Line by line, return the listing exactly, without any of the images.

The data -
════
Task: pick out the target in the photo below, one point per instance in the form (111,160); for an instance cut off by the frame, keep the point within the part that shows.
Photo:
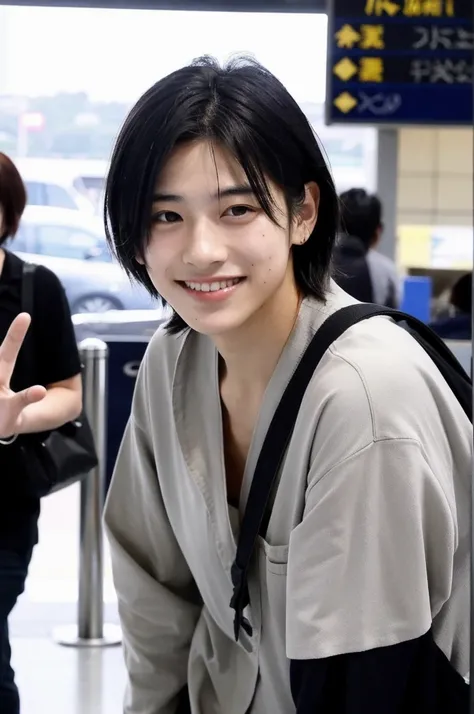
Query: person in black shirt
(28,404)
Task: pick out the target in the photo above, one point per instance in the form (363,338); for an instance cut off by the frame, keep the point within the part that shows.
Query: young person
(365,273)
(30,403)
(219,200)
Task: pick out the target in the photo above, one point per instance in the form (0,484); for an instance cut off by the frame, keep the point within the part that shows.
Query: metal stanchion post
(90,630)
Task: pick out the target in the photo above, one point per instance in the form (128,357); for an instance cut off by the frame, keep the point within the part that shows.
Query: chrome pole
(90,630)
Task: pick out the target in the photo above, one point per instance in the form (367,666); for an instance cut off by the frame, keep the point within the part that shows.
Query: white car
(74,247)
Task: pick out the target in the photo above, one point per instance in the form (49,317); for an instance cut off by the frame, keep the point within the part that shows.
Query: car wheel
(96,303)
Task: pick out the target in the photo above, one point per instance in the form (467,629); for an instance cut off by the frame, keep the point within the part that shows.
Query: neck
(250,355)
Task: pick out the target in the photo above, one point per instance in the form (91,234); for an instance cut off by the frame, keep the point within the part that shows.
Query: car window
(65,242)
(35,193)
(58,196)
(20,241)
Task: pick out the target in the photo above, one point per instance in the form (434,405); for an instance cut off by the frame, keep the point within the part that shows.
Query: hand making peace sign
(12,404)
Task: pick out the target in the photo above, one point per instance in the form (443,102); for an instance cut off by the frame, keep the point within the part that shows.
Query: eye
(239,211)
(166,217)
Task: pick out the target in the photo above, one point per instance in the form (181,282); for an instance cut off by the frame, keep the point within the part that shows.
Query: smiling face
(213,254)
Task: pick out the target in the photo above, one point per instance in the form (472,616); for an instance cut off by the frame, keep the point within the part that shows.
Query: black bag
(258,510)
(52,460)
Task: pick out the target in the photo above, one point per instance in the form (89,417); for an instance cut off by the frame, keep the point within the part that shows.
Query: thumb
(29,396)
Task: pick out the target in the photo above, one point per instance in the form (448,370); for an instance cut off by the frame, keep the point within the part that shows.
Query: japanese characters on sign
(401,62)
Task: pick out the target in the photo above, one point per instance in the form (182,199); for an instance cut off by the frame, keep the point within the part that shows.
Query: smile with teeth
(212,287)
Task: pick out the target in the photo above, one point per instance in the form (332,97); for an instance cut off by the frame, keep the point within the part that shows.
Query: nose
(205,246)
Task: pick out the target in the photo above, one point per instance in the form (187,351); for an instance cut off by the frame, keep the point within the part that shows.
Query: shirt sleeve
(413,676)
(158,602)
(370,565)
(56,352)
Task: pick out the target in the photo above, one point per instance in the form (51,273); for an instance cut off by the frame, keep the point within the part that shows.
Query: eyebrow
(243,190)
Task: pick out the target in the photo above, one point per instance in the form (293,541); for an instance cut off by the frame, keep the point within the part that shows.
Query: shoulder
(376,383)
(46,280)
(156,374)
(397,378)
(164,350)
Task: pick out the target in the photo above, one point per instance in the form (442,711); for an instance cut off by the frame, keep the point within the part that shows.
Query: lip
(215,295)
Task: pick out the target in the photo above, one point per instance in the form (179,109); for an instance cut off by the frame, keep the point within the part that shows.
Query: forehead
(199,165)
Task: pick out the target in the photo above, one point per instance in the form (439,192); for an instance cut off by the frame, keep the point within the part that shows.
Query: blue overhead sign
(404,62)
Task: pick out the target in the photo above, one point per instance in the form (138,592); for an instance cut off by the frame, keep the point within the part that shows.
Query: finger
(28,396)
(11,345)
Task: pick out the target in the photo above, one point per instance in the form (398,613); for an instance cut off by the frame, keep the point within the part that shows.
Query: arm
(158,602)
(377,544)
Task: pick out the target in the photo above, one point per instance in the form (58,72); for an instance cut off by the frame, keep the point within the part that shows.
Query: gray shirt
════
Result below -
Task: pick out the target in the photo below, one point per instance in the form (111,160); for an instance cut off by the frame, keep the point within the part that shows.
Photo:
Query: person in black shirt
(28,404)
Task: pick out the target in the photo above, one point per instance in the form (363,338); for an instance cut off by the frame, keep the point within the part that shows.
Query: young person
(365,273)
(30,403)
(219,200)
Task: pick out the target in the photo above, one point per instance in the form (0,484); for an instance cut off by the frame, keep the point within the part that shows.
Query: metal stanchion post
(90,630)
Task: pick out the target in the photo above, one point per instance in the form (128,357); for an instance cut off by the frame, keep the point within the part that shows.
Query: chrome pole
(90,630)
Task: pick out the target in the photo above, one point per instance in the form (367,666); for an instance cut off by the frame, keep the point within the part that shows.
Query: white car
(74,247)
Task: pick out the target in the photo above, one point per instance in the form (49,317); for an instance cut off by the frame, keep the point within the part that shows.
Query: car wheel
(96,303)
Task: pick out the target in the photo above, one point per instance in the form (467,629); for an instance cut off by the frame, keep the point within the part that shows.
Query: neck
(250,355)
Task: pick out the target in the photo above, one point per instance in the form (91,234); for an instance cut off by the frame, keep the point within the part that shows.
Query: car window
(65,242)
(35,193)
(58,196)
(20,241)
Task: pick out the target in the photo above, one point per instance in the form (434,405); for an instance cut off by the frame, keep the point within the part that shows.
Query: hand making peace sign
(12,404)
Task: pick out the target in the photo above, one point per instance in the form (443,102); for an instance cut off by the frame, keep the point within the part that shows.
Query: eye
(239,211)
(166,217)
Task: pick out the target in the photo above, one point per instance in the form (181,282); for an instance cut off by the frame, keep the point within the part that shows.
Query: smiling face
(213,254)
Task: pick out the target in the photo above, one point per instance in the form (472,616); for an instance cut off by the frame, keep the point within the part that shows.
Query: black bag
(258,510)
(52,460)
Task: pick out the target in the photo above, one point per instance in the form (89,417); for an instance cut off by the frame, keep the point within the part that shows.
Query: thumb
(29,396)
Task: pick out the target in the photo above, one point per instance in the form (448,370); for an instance cut off by the frame, keep the point within the part that shows.
Query: japanese characters on sign
(401,62)
Task: pick out the target in the photo above, one point per instance in the form (182,199); for an instance cut off by the frame, keep the point within the part that shows.
Query: smile with teeth
(212,287)
Task: pick out the target in the photo above, one point per instance in the form (332,97); for an instance cut off by the frame, keep the point within the part that shows.
Query: nose
(205,246)
Task: pick out the target in the photo above, one point per instance in the form (187,351); for an instance cut off by the frame, keep the point within the part that shows.
Query: shirt sleeve
(413,676)
(158,602)
(370,565)
(56,352)
Task: pick out the target in the photo above, one point per instance in the form (51,273); for an instance cut off by the frame, keep the point within the part that shows.
Query: eyebrow
(243,190)
Task: pick out the target in the photo above, one point per instance in the form (293,541); for an instance cut off by the frame, keep the point within the part that shows.
Query: shoulder
(376,383)
(46,280)
(156,374)
(397,378)
(164,350)
Task: pick out the target in the photo above, one point per instance in the form (442,711); for an instance cut off by the frame, keep the point within the part that shows.
Query: lip
(215,295)
Task: pick out the target in the photo above, one point per instance in the form (179,109); for an instance cut off by the frame, keep the point within the part that shows.
Query: forehead
(199,165)
Task: pick out the target in the photo above, one point per instance in the form (439,192); for an instance cut off by the frame, keep the point within the part that shows.
Query: blue overhead sign
(404,62)
Task: pick out the target in the photo above, one point per instance in the form (138,592); for an instance cut off by the frame, keep the point within the part that shows.
Query: finger
(28,396)
(11,345)
Task: pick out the target in the photo above, one point per instance in the form (398,613); for an instance cut off by the frame, keep the point within the part that shows.
Query: arm
(158,602)
(377,544)
Task: pick out the target in the photo above, one point per instance in the form (58,72); for an instance cut off by the frame, keep the point within the part that shows.
Query: gray shirt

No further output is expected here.